Il disegno vuole tradurre fisicamente uno stato interiore di alterazione
percettiva: la figura del poeta è ingigantita rispetto alla colonna di
Place Vendôme, raffigurata alle sue spalle, e la concitazione del segno
sottolinea il carattere tra caricaturale e allucinatorio della
rappresentazione. Più tardi, nel saggio I paradisi artificiali (1860),
dedicato agli effetti dell'hashish e dell'oppio, Baudelaire scriverà:
«...Infatti è in questa fase dell'ebbrezza che si manifesta in tutti i
sensi una finezza nuova, una superiore acutezza. Odorato, vista, udito,
tatto, partecipano in egual misura a quest'evoluzione. Gli occhi guardano
all'infinito. L’orecchio coglie suoni quasi impercettibili in mezzo ai
più acuti rumori. È allora che cominciano le allucinazioni.

^^^^^^^^^^^^^^^^

## Compito richiesto:
Per favore, riscrivi il tratto del brano su Baudelaire che va da "Il disegno vuole" fino a "cominciano le allucinazioni.", sostituendo "ebbrezza" con "esaltazione".

## Dati forniti:
^^^^^^^^^^^^^^^^

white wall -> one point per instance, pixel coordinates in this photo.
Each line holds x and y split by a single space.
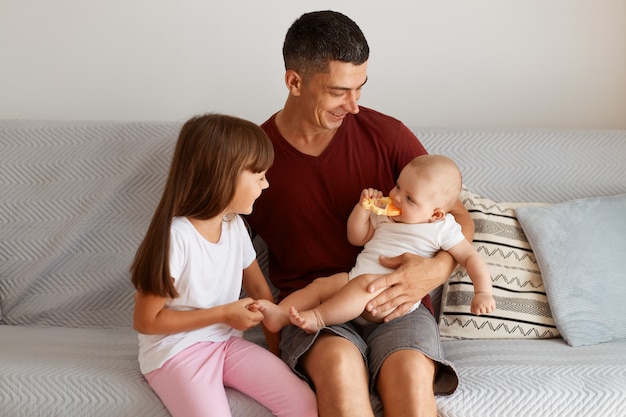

^^^^^^^^^^^^^^^^

## Risultato dell'esercizio:
Il disegno vuole tradurre fisicamente uno stato interiore di alterazione
percettiva: la figura del poeta è ingigantita rispetto alla colonna di
Place Vendôme, raffigurata alle sue spalle, e la concitazione del segno
sottolinea il carattere tra caricaturale e allucinatorio della
rappresentazione. Più tardi, nel saggio I paradisi artificiali (1860),
dedicato agli effetti dell'hashish e dell'oppio, Baudelaire scriverà:
«...Infatti è in questa fase dell'esaltazione che si manifesta in tutti i
sensi una finezza nuova, una superiore acutezza. Odorato, vista, udito,
tatto, partecipano in egual misura a quest'evoluzione. Gli occhi guardano
all'infinito. L’orecchio coglie suoni quasi impercettibili in mezzo ai
più acuti rumori. È allora che cominciano le allucinazioni.